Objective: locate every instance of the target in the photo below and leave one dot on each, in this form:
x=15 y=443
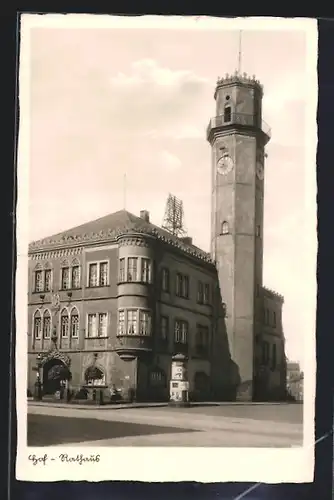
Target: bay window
x=97 y=325
x=146 y=270
x=132 y=268
x=134 y=322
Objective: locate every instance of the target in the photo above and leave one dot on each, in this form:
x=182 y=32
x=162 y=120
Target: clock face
x=224 y=165
x=260 y=171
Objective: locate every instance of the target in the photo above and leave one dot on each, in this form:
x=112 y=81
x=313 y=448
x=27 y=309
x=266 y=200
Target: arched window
x=37 y=325
x=64 y=323
x=227 y=114
x=74 y=323
x=75 y=274
x=48 y=277
x=38 y=278
x=46 y=324
x=224 y=228
x=65 y=275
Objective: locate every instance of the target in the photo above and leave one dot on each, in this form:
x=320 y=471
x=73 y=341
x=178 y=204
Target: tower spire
x=124 y=192
x=240 y=52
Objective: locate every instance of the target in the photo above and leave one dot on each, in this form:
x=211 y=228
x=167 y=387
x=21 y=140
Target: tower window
x=224 y=228
x=227 y=114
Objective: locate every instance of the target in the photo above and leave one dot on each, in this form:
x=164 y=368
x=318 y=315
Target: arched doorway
x=95 y=377
x=201 y=386
x=157 y=385
x=55 y=376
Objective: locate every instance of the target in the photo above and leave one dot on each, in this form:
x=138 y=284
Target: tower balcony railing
x=245 y=119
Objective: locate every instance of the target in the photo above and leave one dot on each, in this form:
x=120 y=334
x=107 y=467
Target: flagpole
x=124 y=192
x=240 y=52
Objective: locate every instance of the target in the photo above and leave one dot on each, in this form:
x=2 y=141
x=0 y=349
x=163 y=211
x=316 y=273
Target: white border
x=163 y=464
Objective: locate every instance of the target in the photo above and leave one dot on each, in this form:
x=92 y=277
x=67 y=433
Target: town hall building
x=111 y=301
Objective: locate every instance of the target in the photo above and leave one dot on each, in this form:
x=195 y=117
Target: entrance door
x=55 y=375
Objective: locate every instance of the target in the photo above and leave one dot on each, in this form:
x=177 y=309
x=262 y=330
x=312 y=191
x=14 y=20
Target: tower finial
x=124 y=192
x=240 y=52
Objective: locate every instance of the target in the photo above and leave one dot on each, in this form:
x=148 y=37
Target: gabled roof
x=108 y=228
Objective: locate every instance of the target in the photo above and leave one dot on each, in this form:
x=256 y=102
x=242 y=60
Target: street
x=219 y=426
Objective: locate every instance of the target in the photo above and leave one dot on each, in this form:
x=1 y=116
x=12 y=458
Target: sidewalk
x=122 y=406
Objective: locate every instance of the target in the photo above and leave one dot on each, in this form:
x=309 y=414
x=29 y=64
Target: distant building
x=114 y=299
x=295 y=381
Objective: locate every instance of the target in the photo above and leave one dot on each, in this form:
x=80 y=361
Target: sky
x=109 y=102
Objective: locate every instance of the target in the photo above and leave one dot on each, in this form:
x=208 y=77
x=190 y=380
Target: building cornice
x=71 y=242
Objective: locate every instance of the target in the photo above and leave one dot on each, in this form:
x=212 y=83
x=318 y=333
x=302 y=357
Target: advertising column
x=179 y=384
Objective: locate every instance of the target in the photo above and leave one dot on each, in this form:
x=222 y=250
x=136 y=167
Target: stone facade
x=128 y=361
x=126 y=323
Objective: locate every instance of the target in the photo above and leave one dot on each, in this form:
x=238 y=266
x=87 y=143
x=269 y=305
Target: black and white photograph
x=166 y=282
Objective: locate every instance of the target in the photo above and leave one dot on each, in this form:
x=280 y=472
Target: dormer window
x=224 y=228
x=227 y=114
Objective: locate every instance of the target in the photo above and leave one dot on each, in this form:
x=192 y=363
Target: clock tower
x=238 y=136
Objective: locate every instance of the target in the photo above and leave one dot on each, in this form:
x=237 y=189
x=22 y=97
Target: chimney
x=145 y=215
x=187 y=240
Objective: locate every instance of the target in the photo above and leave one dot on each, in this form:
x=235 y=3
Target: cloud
x=179 y=132
x=147 y=71
x=169 y=161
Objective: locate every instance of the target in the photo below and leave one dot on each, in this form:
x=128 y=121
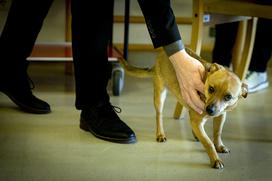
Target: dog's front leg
x=160 y=93
x=198 y=128
x=218 y=124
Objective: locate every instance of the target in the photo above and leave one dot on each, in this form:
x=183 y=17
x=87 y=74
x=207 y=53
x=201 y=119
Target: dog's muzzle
x=211 y=109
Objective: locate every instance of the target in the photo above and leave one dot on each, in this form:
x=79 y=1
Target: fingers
x=200 y=87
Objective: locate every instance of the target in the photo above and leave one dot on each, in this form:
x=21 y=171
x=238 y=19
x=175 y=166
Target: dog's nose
x=210 y=109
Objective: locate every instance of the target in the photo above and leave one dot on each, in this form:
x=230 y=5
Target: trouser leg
x=23 y=23
x=262 y=47
x=224 y=41
x=91 y=32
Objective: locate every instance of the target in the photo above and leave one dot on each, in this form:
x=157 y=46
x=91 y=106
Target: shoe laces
x=31 y=83
x=249 y=74
x=116 y=109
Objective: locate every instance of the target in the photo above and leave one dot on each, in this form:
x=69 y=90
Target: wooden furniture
x=222 y=11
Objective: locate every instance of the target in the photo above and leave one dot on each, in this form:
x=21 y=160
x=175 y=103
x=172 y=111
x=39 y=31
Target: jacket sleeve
x=160 y=21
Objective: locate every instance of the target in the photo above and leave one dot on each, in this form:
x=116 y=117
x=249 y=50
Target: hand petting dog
x=182 y=74
x=190 y=73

-.-.-

• _EXERCISE BRIEF_:
Transcribe the material exactly, and leave out whatever pictures it holds.

• _TASK RESPONSE_:
Objective: locate every instance of the target in the photo below and leave one dot on each, in this form:
x=15 y=443
Target: bay window
x=97 y=325
x=146 y=270
x=132 y=268
x=134 y=322
Objective: locate every instance of the target in the photo above and leave one dot on each, in this form:
x=182 y=32
x=162 y=120
Target: clock face
x=224 y=165
x=260 y=171
Objective: locate every instance of the target in the photo above and leave one dot on each, in this form:
x=112 y=81
x=313 y=448
x=27 y=309
x=266 y=200
Target: arched window
x=37 y=325
x=64 y=323
x=227 y=114
x=74 y=323
x=75 y=274
x=48 y=277
x=38 y=278
x=46 y=324
x=224 y=228
x=65 y=275
Objective: locate every instance of the target in the photo above and leave one dot on each, in this form:
x=320 y=471
x=73 y=341
x=178 y=204
Target: tower spire
x=124 y=192
x=240 y=52
Objective: locate every instance of the target in the photo above and leave one dot on each, in this form:
x=211 y=228
x=167 y=387
x=21 y=140
Target: tower window
x=224 y=228
x=227 y=114
Objective: locate every instance of the target in the photo above and leave one dot on each, in this form:
x=164 y=368
x=318 y=315
Target: arched doorway
x=95 y=377
x=201 y=386
x=157 y=385
x=55 y=376
Objective: locate every instance of the target in the photo above and leave one dot on each, in this form:
x=138 y=284
Target: tower balcony railing
x=245 y=119
Objective: locate every instance of the target in the photo above and leave one dot on each, in this form:
x=120 y=334
x=107 y=467
Target: flagpole
x=124 y=192
x=240 y=52
Objective: locate every instance of the target in the photo above and leave one dot on each, in this form:
x=2 y=141
x=0 y=349
x=163 y=211
x=316 y=273
Target: white border
x=163 y=464
Objective: locate every instance of the target in the photo above and leave one dot on each, in this form:
x=92 y=277
x=67 y=433
Target: town hall building
x=111 y=301
Objective: locate every instance of the target in the photo above and leave one dot on each, in this form:
x=195 y=117
Target: entrance door
x=55 y=375
Objective: locate every instance of the target in the photo above and leave one dot on each, in this form:
x=177 y=309
x=262 y=330
x=312 y=191
x=14 y=20
Target: tower finial
x=124 y=192
x=240 y=52
Objective: locate every instance of the target in the photo above and leave one dot on each, in this form:
x=148 y=37
Target: gabled roof
x=108 y=228
Objective: locate every instance of the target in the photo above and leave one dot on each, in this form:
x=256 y=102
x=242 y=60
Target: street
x=219 y=426
Objective: locate every instance of the target in the photo above and leave one dot on each, in this form:
x=1 y=116
x=12 y=458
Target: sidewalk
x=122 y=406
Objective: locate every instance of the target in the photo above and leave one dot on each, in this form:
x=309 y=414
x=29 y=64
Target: distant building
x=114 y=299
x=295 y=381
Objective: locate every instance of the target in the photo above and leave one dot on each, in this form:
x=80 y=361
Target: sky
x=109 y=102
Objective: locate every instance of the target in the photo above and leave one dot on each, in this form:
x=208 y=77
x=190 y=380
Target: building cornice
x=71 y=242
Objective: locate every instance of the target in the photo above and leave one dot on each, in this form:
x=212 y=83
x=318 y=333
x=302 y=357
Target: advertising column
x=179 y=384
Objective: locate every instance of the target in the photo above and leave one dot on each, in this form:
x=222 y=250
x=136 y=167
Target: stone facade
x=128 y=361
x=126 y=323
Objective: locate every instance of the target in the photo above and leave one dot on each, in this form:
x=238 y=266
x=87 y=143
x=269 y=305
Target: black and white photograph
x=166 y=282
Objective: locate every instance of the target in the photo above and leave one dot on each, in this form:
x=280 y=472
Target: dormer window
x=224 y=228
x=227 y=114
Objective: locate every instance of the target in the photo above and leave one dot on each, in this form:
x=192 y=363
Target: clock tower
x=238 y=136
Objective: locate every instance of the target in the photo above and leave one dot on each, in this form:
x=237 y=189
x=22 y=97
Target: chimney
x=145 y=215
x=187 y=240
Objective: locate every instance of the target in the photo above and leave one dot on each, in this form:
x=235 y=3
Target: cloud
x=179 y=132
x=147 y=71
x=169 y=161
Objective: locate every instance of the target in the photo below and leave one dot on each, in this form:
x=128 y=121
Target: dog's front leg
x=160 y=93
x=198 y=128
x=218 y=124
Objective: locate every instance of the target in the photo above and leave one dot on each, in this form:
x=183 y=17
x=87 y=74
x=207 y=53
x=201 y=119
Target: dog's muzzle
x=211 y=109
Objective: locate every instance of the target in the photo above and leave one dot on each, in this form:
x=79 y=1
Target: fingers
x=200 y=87
Objective: locate every instance of the target in the photo above and leave one dot on each, in this form:
x=21 y=171
x=238 y=19
x=175 y=166
Target: dog's nose
x=210 y=109
Objective: locate every instance of the target in the photo above and leave one dot on each, in this form:
x=230 y=5
Target: trouser leg
x=23 y=23
x=262 y=47
x=224 y=41
x=91 y=32
Objective: locate every instance of the target in the photo above and leave one dot on each, in this form:
x=157 y=46
x=91 y=106
Target: shoe laces
x=31 y=83
x=249 y=74
x=116 y=109
Objective: locate every instance of the target in the photo above and leave one dot on each, in this form:
x=69 y=90
Target: wooden furniture
x=222 y=11
Objective: locate every instance of the target in the photo above and leave one dot on each, in this form:
x=21 y=160
x=175 y=103
x=172 y=111
x=39 y=31
Target: jacket sleeve
x=160 y=21
Objective: locate every instance of the target in the photo above and leave one dot on each, in this form:
x=116 y=117
x=249 y=50
Target: hand petting dog
x=182 y=74
x=190 y=73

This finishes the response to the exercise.